**Exercise details**
Copy word for word everything in the passage below on early peanut introduction, from "For the past" down to "of developing allergy.".

For the past several years, new parents have been told to hold off on feeding potentially allergenic foods like peanut products to their babies until they reached the ages of 1 to 3.
“What we’ve recently realized is that was exactly the wrong advice,” says pediatric allergist Corinne Keet of Johns Hopkins Children’s Center.
The landmark Learning Early About Peanut (LEAP) trial, conducted in the United Kingdom and published two years ago in The New England Journal of Medicine, found that early exposure to peanut protein was associated with a significantly reduced incidence of peanut allergy. By age 5, the prevalence of peanut allergy among those exposed to peanut in infancy was just 3 percent, compared with 17 percent among those not exposed. As a result, groups like the American Academy of Pediatrics now recommend early introduction of peanut in infants at risk of developing allergy.
But questions remain, says Keet, about who needs to be screened for peanut allergy prior to introduction of peanut, how screening should be conducted and how early peanut consumption will proceed outside of a clinical trial. In an observation study supported by the National Institute of Allergy and Infectious Diseases, Keet and colleagues have set out to find answers.

**Information**
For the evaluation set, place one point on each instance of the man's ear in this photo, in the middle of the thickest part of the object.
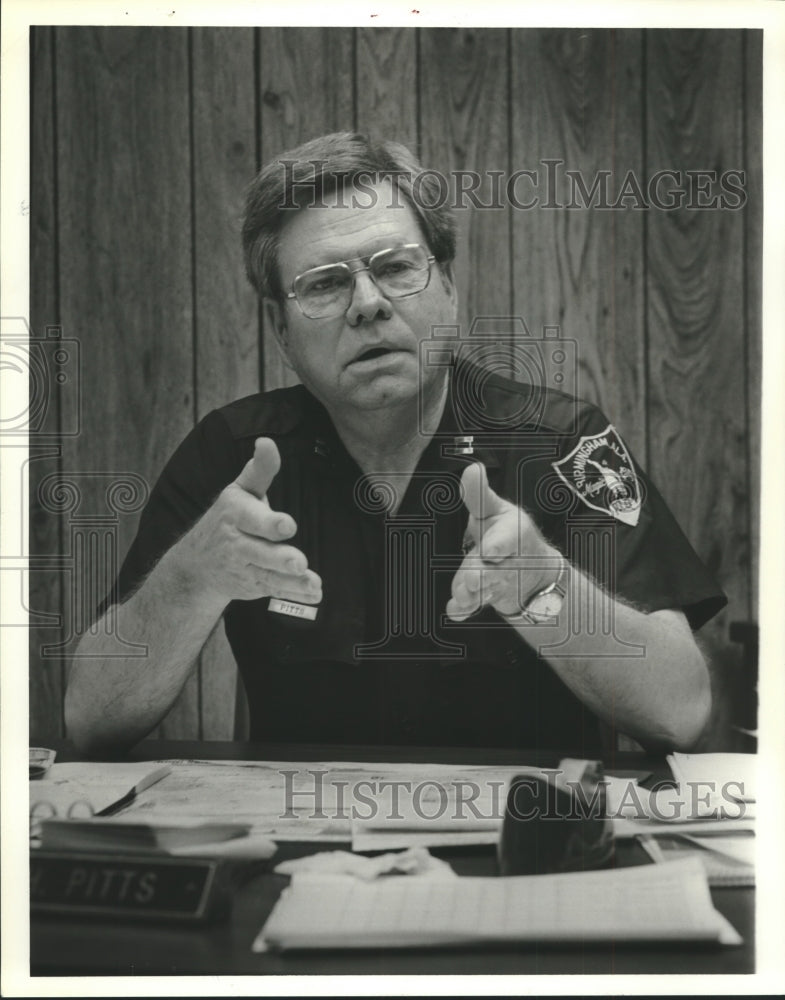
(448, 280)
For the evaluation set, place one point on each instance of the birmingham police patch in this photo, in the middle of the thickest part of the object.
(600, 471)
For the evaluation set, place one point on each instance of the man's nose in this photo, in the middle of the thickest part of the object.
(368, 301)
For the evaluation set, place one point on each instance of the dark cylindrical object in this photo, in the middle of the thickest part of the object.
(550, 828)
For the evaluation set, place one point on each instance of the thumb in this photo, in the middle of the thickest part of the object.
(260, 471)
(478, 496)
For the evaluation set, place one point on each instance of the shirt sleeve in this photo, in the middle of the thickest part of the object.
(205, 462)
(644, 557)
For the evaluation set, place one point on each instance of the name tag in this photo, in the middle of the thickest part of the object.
(293, 609)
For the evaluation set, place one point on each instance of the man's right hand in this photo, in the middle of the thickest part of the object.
(238, 550)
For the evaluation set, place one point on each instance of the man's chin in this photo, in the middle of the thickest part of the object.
(383, 390)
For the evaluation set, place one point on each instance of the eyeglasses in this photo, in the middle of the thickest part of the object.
(325, 292)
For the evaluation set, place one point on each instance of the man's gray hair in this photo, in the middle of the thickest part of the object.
(302, 176)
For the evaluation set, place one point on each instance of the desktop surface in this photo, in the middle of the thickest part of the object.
(71, 946)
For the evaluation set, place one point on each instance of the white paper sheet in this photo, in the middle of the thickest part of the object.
(645, 903)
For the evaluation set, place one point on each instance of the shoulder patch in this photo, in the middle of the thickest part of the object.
(599, 471)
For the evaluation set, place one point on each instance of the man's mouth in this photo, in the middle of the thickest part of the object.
(373, 353)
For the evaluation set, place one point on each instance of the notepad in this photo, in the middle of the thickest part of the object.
(730, 774)
(729, 861)
(79, 790)
(645, 903)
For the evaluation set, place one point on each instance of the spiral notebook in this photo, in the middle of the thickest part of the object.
(643, 903)
(728, 861)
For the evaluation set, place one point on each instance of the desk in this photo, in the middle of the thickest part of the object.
(82, 947)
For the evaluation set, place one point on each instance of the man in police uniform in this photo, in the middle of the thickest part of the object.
(402, 552)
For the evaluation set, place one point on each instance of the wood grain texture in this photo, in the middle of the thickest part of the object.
(307, 90)
(387, 84)
(463, 125)
(125, 246)
(45, 527)
(226, 315)
(753, 257)
(576, 101)
(697, 326)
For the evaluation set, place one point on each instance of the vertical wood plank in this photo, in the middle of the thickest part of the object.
(464, 109)
(307, 89)
(576, 101)
(226, 316)
(45, 528)
(387, 84)
(697, 418)
(125, 246)
(753, 256)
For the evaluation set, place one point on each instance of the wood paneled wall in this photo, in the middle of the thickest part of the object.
(143, 140)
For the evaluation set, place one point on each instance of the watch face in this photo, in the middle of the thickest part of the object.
(546, 605)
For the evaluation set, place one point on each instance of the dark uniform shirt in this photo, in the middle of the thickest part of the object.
(381, 663)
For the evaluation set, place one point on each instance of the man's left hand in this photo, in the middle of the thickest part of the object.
(508, 560)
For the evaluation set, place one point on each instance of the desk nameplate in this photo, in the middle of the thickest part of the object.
(124, 886)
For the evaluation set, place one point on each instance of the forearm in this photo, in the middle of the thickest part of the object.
(642, 673)
(112, 702)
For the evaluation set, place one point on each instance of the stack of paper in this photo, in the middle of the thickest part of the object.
(727, 860)
(645, 903)
(728, 775)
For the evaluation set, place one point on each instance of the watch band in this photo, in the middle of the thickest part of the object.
(528, 615)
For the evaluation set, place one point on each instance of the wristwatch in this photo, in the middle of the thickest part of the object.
(543, 608)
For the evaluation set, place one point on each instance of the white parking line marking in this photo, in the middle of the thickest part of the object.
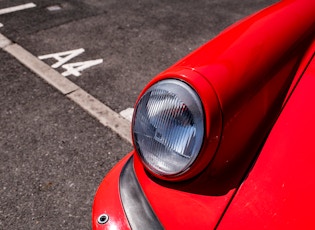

**Task solution**
For the past several years, new parents have been told to hold off on feeding potentially allergenic foods like peanut products to their babies until they reached the ages of 1 to 3.
“What we’ve recently realized is that was exactly the wrong advice,” says pediatric allergist Corinne Keet of Johns Hopkins Children’s Center.
The landmark Learning Early About Peanut (LEAP) trial, conducted in the United Kingdom and published two years ago in The New England Journal of Medicine, found that early exposure to peanut protein was associated with a significantly reduced incidence of peanut allergy. By age 5, the prevalence of peanut allergy among those exposed to peanut in infancy was just 3 percent, compared with 17 percent among those not exposed. As a result, groups like the American Academy of Pediatrics now recommend early introduction of peanut in infants at risk of developing allergy.